# EXTRAIT DU DOCUMENT
■ ■ ■ ■

15.S’agissant de l’article 299 du Code pénal (incitation à la haine raciale ou religieuse), dont la violation est punie par des peines allant du versement de dommages et intérêts à des peines d’emprisonnement d’une durée maximale de trois ans, M. Nasiza indique que, d’après des informations communiquées par l’administration pénitentiaire, huit personnes auraient été poursuivies et condamnées en application dudit article.

16.Concernant la question 9 de la liste des points à traiter, dans laquelle le Comité demande des exemples d’application concrète des dispositions de la loi sur les médias (par. 55 et suiv. du rapport) réprimant la diffusion de propos racistes, M. Nasiza dit que les tribunaux kirghizes n’ont pas encore eu l’occasion d’appliquer les articles pertinents de ladite loi.

17.La question 10, relative à l’application de l’article 5 de la Convention, tend à obtenir des statistiques ventilées sur les demandes d’asile ainsi que des renseignements sur les mesures prises afin de protéger les droits des requérants d’asile et d’éviter en particulier qu’ils ne soient expulsés avant la fin de la procédure les concernant. M. Nasiza explique à ce sujet la suite des événements survenus à Andijan (Ouzbékistan) au milieu du mois de mai 2005, le statut de réfugié a été accordé à 451 ressortissants ouzbeks résidant en République kirghize et refusé à quatre autres Ouzbeks frappés d’une demande d’extradition émanant du Procureur général de la République. Après avoir examiné leur dossier, la Commission des migrations a rejeté la demande d’asile de ces quatre personnes au motif qu’elles étaient poursuivies dans leur pays pour des faits indépendants des événements d’Andijan. L’une d’entre elles avait en effet été condamnée pour trafic de stupéfiants et s’était évadée de prison lors des événements tandis qu’une autre était suspectée d’avoir assassiné le Procureur de la ville d’Andijan. Après une série de recours, la Cour suprême a entériné en dernier ressort la décision de la Commission des migrations, suite à quoi les personnes concernées ont été extradées en août 2006. Le Ministère de l’intérieur du Kirghizistan avait au préalable obtenu des autorités ouzbèkes l’assurance que ces personnes auraient le droit d’être assistées par un avocat. Les enquêtes relatives à ces quatre affaires sont désormais achevées et les jugements devraient être prononcés prochainement.

18.En réponse à la question 12 de la liste des points à traiter relative aux mesures prises par l’État pour améliorer les relations et faciliter le dialogue entre les communautés kirghize et doungane, notamment après les émeutes de février 2006 à Iskra, M. Nasiza indique que des assemblées de l’amitié ont été créées dans les villages où ces deux communautés coexistent. Par ailleurs, une commission d’enquête créée à la suite des émeutes et composée de deux représentants de chacune des nationalités concernées a révélé que les troubles avaient été le fait de jeunes des deux communautés et ne pouvaient être qualifiés d’affrontements interethniques.

■ ■ ■ ■

# TRAVAIL DEMANDÉ
Veuillez recopier le passage de l'extrait allant de "16.Concernant la question 9" jusqu'à "de ladite loi." inclus, en substituant "juridictions kirghizes" à "tribunaux kirghizes". Les lignes ci-après forment un ensemble distinct, sans rapport avec l'extrait.

■ ■ ■ ■

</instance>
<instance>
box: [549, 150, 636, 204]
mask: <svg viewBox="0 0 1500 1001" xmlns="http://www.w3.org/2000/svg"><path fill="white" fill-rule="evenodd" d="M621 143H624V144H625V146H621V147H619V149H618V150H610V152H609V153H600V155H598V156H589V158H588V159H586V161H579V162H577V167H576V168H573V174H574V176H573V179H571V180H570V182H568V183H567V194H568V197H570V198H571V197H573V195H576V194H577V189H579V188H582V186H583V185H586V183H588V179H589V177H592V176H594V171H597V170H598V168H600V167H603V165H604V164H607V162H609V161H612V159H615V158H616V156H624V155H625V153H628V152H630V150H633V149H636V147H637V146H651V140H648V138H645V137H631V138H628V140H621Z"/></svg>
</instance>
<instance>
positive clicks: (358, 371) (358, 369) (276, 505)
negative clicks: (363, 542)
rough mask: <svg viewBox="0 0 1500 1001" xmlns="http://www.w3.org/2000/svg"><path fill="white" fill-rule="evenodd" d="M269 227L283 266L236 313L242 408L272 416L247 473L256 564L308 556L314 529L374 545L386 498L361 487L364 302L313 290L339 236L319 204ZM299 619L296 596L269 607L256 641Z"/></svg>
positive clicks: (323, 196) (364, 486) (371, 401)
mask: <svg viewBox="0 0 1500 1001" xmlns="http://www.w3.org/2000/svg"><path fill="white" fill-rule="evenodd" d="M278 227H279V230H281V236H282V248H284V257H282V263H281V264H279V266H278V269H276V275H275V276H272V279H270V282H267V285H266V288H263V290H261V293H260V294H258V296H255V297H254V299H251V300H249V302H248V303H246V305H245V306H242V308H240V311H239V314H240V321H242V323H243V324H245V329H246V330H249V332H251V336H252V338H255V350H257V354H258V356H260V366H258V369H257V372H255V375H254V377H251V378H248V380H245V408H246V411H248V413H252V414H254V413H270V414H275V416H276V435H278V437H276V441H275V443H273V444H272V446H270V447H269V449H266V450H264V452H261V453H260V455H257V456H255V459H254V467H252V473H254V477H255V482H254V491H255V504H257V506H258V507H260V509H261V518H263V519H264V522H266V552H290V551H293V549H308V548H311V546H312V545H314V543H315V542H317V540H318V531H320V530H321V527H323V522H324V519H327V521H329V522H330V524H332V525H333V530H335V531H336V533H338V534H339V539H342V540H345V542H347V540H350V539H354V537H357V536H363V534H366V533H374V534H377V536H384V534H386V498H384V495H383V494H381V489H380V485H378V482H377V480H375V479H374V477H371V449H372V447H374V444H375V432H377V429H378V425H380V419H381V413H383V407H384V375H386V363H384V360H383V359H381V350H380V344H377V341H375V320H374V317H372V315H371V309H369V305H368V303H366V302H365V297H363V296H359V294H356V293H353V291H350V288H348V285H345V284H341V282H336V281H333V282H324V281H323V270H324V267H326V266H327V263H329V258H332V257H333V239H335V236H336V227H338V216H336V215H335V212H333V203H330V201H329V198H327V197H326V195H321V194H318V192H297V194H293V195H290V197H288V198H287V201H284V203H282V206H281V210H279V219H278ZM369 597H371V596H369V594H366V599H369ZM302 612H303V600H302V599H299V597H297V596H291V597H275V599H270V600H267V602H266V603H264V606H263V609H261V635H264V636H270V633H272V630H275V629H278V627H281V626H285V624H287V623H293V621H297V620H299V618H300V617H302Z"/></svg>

■ ■ ■ ■

# ZONE DE RÉPONSE
16.Concernant la question 9 de la liste des points à traiter, dans laquelle le Comité demande des exemples d’application concrète des dispositions de la loi sur les médias (par. 55 et suiv. du rapport) réprimant la diffusion de propos racistes, M. Nasiza dit que les juridictions kirghizes n’ont pas encore eu l’occasion d’appliquer les articles pertinents de ladite loi.